↓
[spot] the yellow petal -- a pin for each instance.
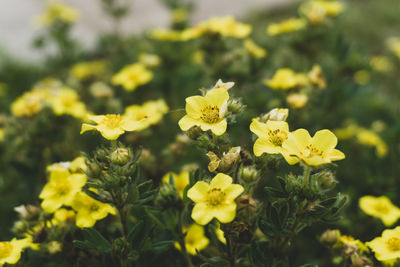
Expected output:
(259, 128)
(221, 181)
(324, 140)
(201, 214)
(226, 213)
(233, 191)
(194, 105)
(217, 97)
(187, 122)
(198, 191)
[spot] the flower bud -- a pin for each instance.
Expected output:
(120, 156)
(248, 174)
(229, 159)
(330, 237)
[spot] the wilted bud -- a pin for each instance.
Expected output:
(194, 132)
(276, 114)
(229, 159)
(248, 174)
(120, 156)
(330, 237)
(235, 106)
(214, 161)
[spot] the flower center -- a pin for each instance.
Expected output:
(5, 249)
(210, 114)
(215, 197)
(382, 208)
(112, 120)
(393, 244)
(311, 151)
(277, 137)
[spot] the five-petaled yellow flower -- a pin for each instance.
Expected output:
(380, 207)
(132, 76)
(111, 126)
(61, 189)
(313, 151)
(208, 112)
(181, 180)
(271, 136)
(215, 200)
(89, 210)
(195, 239)
(10, 251)
(387, 247)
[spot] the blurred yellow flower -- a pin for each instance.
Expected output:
(313, 151)
(387, 246)
(215, 200)
(195, 239)
(285, 79)
(132, 76)
(380, 207)
(208, 112)
(10, 251)
(271, 135)
(381, 63)
(88, 69)
(111, 126)
(57, 11)
(393, 43)
(89, 210)
(289, 25)
(253, 49)
(297, 100)
(149, 113)
(61, 189)
(180, 180)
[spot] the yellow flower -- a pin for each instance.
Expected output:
(58, 11)
(195, 239)
(316, 77)
(149, 60)
(66, 101)
(271, 136)
(149, 113)
(297, 100)
(132, 76)
(29, 104)
(61, 189)
(89, 210)
(180, 180)
(289, 25)
(85, 70)
(215, 200)
(111, 126)
(10, 251)
(285, 79)
(253, 49)
(208, 112)
(393, 43)
(380, 207)
(387, 247)
(313, 151)
(381, 63)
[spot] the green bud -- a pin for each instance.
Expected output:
(248, 174)
(330, 237)
(120, 156)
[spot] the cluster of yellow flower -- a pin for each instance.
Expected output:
(363, 136)
(313, 12)
(285, 79)
(64, 189)
(224, 26)
(49, 93)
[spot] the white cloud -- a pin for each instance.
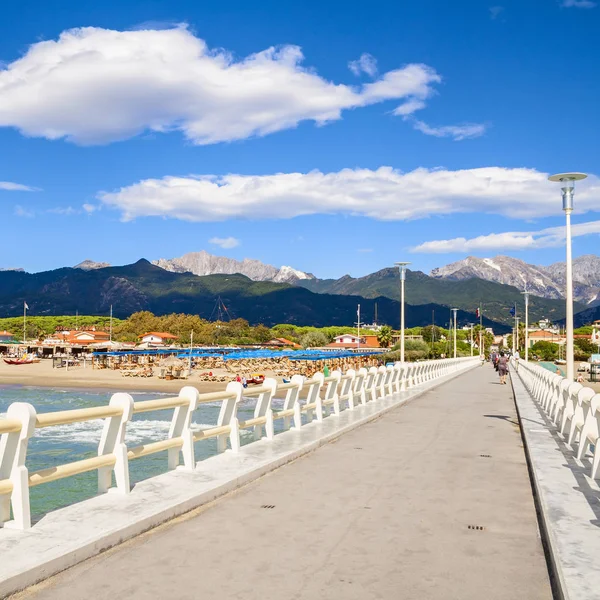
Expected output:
(20, 211)
(457, 132)
(63, 210)
(578, 4)
(385, 193)
(365, 64)
(510, 240)
(16, 187)
(226, 243)
(95, 86)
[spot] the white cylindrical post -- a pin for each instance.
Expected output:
(568, 191)
(569, 298)
(402, 268)
(454, 310)
(526, 295)
(402, 317)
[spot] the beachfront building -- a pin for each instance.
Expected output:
(349, 341)
(157, 338)
(281, 343)
(546, 335)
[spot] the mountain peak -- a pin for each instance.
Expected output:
(89, 265)
(204, 263)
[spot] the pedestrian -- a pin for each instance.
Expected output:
(502, 368)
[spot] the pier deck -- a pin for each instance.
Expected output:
(383, 512)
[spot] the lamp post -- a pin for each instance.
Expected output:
(568, 191)
(526, 296)
(471, 326)
(402, 268)
(455, 310)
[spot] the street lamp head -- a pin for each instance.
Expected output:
(568, 190)
(402, 268)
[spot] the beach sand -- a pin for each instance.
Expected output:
(42, 374)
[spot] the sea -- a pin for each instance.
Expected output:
(63, 444)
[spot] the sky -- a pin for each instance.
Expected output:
(334, 137)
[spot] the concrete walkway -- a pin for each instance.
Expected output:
(383, 512)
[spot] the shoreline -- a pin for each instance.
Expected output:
(42, 375)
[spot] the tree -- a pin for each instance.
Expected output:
(384, 336)
(313, 339)
(545, 350)
(431, 333)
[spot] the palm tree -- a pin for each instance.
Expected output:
(384, 336)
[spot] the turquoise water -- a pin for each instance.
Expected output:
(68, 443)
(552, 367)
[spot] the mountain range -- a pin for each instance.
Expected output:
(496, 283)
(144, 286)
(547, 282)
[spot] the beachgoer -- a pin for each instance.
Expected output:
(502, 368)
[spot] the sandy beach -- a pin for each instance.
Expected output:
(42, 374)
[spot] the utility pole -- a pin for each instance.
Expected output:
(455, 310)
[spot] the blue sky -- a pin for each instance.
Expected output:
(158, 132)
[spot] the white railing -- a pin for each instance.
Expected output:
(323, 396)
(573, 408)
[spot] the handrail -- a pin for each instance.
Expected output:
(152, 448)
(160, 404)
(74, 468)
(10, 426)
(77, 415)
(325, 395)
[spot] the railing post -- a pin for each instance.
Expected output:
(359, 385)
(317, 396)
(263, 409)
(299, 381)
(112, 441)
(13, 453)
(228, 416)
(332, 391)
(181, 427)
(347, 391)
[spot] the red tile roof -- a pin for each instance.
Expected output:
(161, 334)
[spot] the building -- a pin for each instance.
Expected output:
(281, 343)
(78, 337)
(6, 337)
(349, 341)
(546, 335)
(157, 338)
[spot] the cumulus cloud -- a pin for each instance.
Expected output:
(95, 86)
(384, 193)
(365, 64)
(226, 243)
(578, 4)
(457, 132)
(21, 211)
(510, 240)
(9, 186)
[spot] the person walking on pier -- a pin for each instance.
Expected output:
(503, 368)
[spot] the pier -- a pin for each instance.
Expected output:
(407, 481)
↑
[EXERCISE DETAILS] Output the entries above exactly. Drop the pictures.

[THE SOLUTION]
[spot] the yellow petal -- a pin for each instance.
Expected output:
(259, 128)
(221, 181)
(324, 140)
(201, 214)
(226, 213)
(233, 191)
(194, 105)
(217, 97)
(187, 122)
(198, 191)
[spot] the flower bud -- a pin for each instance.
Expected output:
(120, 156)
(248, 174)
(229, 159)
(330, 237)
[spot] the wilted bud -- a pin for each instance.
Expected output:
(194, 132)
(276, 114)
(229, 159)
(248, 174)
(120, 156)
(330, 237)
(235, 106)
(214, 161)
[spot] the flower center -- a pin for each instance.
Expected output:
(5, 249)
(210, 114)
(215, 197)
(382, 208)
(112, 120)
(393, 244)
(311, 151)
(277, 137)
[spot] the five-petaled yellow flower -- a pin for each instance.
Expected output:
(380, 207)
(132, 76)
(111, 126)
(61, 189)
(313, 151)
(208, 112)
(181, 180)
(271, 136)
(215, 200)
(89, 210)
(195, 239)
(10, 251)
(387, 247)
[spot] the blurred yellow flower -- a pin for each instance.
Expected output:
(313, 151)
(387, 246)
(215, 200)
(195, 239)
(285, 79)
(132, 76)
(380, 207)
(208, 112)
(10, 251)
(271, 135)
(381, 63)
(88, 69)
(111, 126)
(57, 11)
(393, 43)
(89, 210)
(289, 25)
(253, 49)
(297, 100)
(149, 113)
(61, 189)
(180, 180)
[spot] the yellow flower -- a pin for each instance.
Expected output:
(58, 11)
(195, 239)
(316, 77)
(149, 60)
(66, 101)
(271, 136)
(149, 113)
(297, 100)
(132, 76)
(29, 104)
(61, 189)
(89, 210)
(180, 180)
(289, 25)
(85, 70)
(215, 200)
(111, 126)
(10, 251)
(285, 79)
(253, 49)
(208, 112)
(393, 43)
(380, 207)
(387, 247)
(313, 151)
(381, 63)
[spot] the green bud -- a pin for each instance.
Expected output:
(248, 174)
(330, 237)
(120, 156)
[spot] the cluster of yellow flower -- a pin for each instance.
Expected output:
(363, 136)
(313, 12)
(285, 79)
(64, 189)
(224, 26)
(49, 93)
[spot] the white cloud -- a pin for each instance.
Expected output:
(20, 211)
(457, 132)
(63, 210)
(578, 4)
(385, 193)
(365, 64)
(510, 240)
(16, 187)
(226, 243)
(95, 86)
[spot] the white cylindrical post -- a pin for each instance.
Expected output:
(568, 191)
(569, 298)
(402, 268)
(454, 310)
(526, 295)
(402, 317)
[spot] the beachfront building -- a pin for each instance.
Expected output:
(349, 341)
(157, 338)
(281, 343)
(546, 335)
[spot] the mountain peak -- a pin for each instance.
Expected output:
(89, 265)
(204, 263)
[spot] the pedestrian -- a pin for each instance.
Expected output:
(502, 368)
[spot] the pier deck -- a pin for each instance.
Expected output:
(383, 512)
[spot] the lamp post -- a pin for each instance.
Expected output:
(568, 191)
(526, 296)
(471, 326)
(402, 268)
(455, 310)
[spot] the street lamp head -- a pin for each instance.
Expected output:
(568, 190)
(402, 268)
[spot] the beach sand -- a pin for each instance.
Expected output:
(42, 374)
[spot] the sea -- a pin for each instance.
Expected output:
(63, 444)
[spot] the sky -- a pin for each instance.
Expected output:
(334, 137)
[spot] the concrete walkway -- a pin for each instance.
Expected output:
(383, 512)
[spot] the shoreline -- a pin for each instance.
Expected output:
(42, 375)
[spot] the tree -- a pin for each instance.
Expected output:
(384, 336)
(313, 339)
(545, 350)
(431, 333)
[spot] the palm tree -- a pin for each instance.
Expected output:
(384, 336)
[spot] the turquoise water -- a pin for each instance.
Expected output:
(68, 443)
(552, 367)
[spot] the mountain range -- a pin for each instance.
Expected output:
(496, 283)
(144, 286)
(547, 282)
[spot] the beachgoer -- a pin for each instance.
Expected output:
(502, 368)
[spot] the sandy beach -- a pin for each instance.
Expected output:
(42, 374)
[spot] the utility pole -- a pin for each instance.
Expected output:
(455, 310)
[spot] the blue sky -- a pin for each instance.
Expected output:
(158, 132)
[spot] the white railing -- a pin for each instance.
Expected output:
(323, 396)
(573, 408)
[spot] the handrail -- a pin for each instance.
Expected output:
(152, 448)
(160, 404)
(74, 468)
(10, 426)
(77, 415)
(325, 395)
[spot] the railing post -- a pin for each instance.
Expected output:
(359, 385)
(317, 396)
(263, 409)
(299, 381)
(112, 441)
(13, 453)
(228, 416)
(332, 391)
(181, 427)
(347, 391)
[spot] the red tile roof -- a pin for each instance.
Expected output:
(161, 334)
[spot] the building -- a pin for each instance.
Expected output:
(281, 343)
(78, 337)
(6, 337)
(349, 341)
(546, 335)
(157, 338)
[spot] the cumulus cloud -- a pin for each instance.
Expected output:
(95, 86)
(384, 193)
(365, 64)
(226, 243)
(578, 4)
(457, 132)
(21, 211)
(510, 240)
(9, 186)
[spot] the person walking on pier -- a pin for each instance.
Expected output:
(503, 368)
[spot] the pier -- a pin for each instance.
Expected output:
(407, 481)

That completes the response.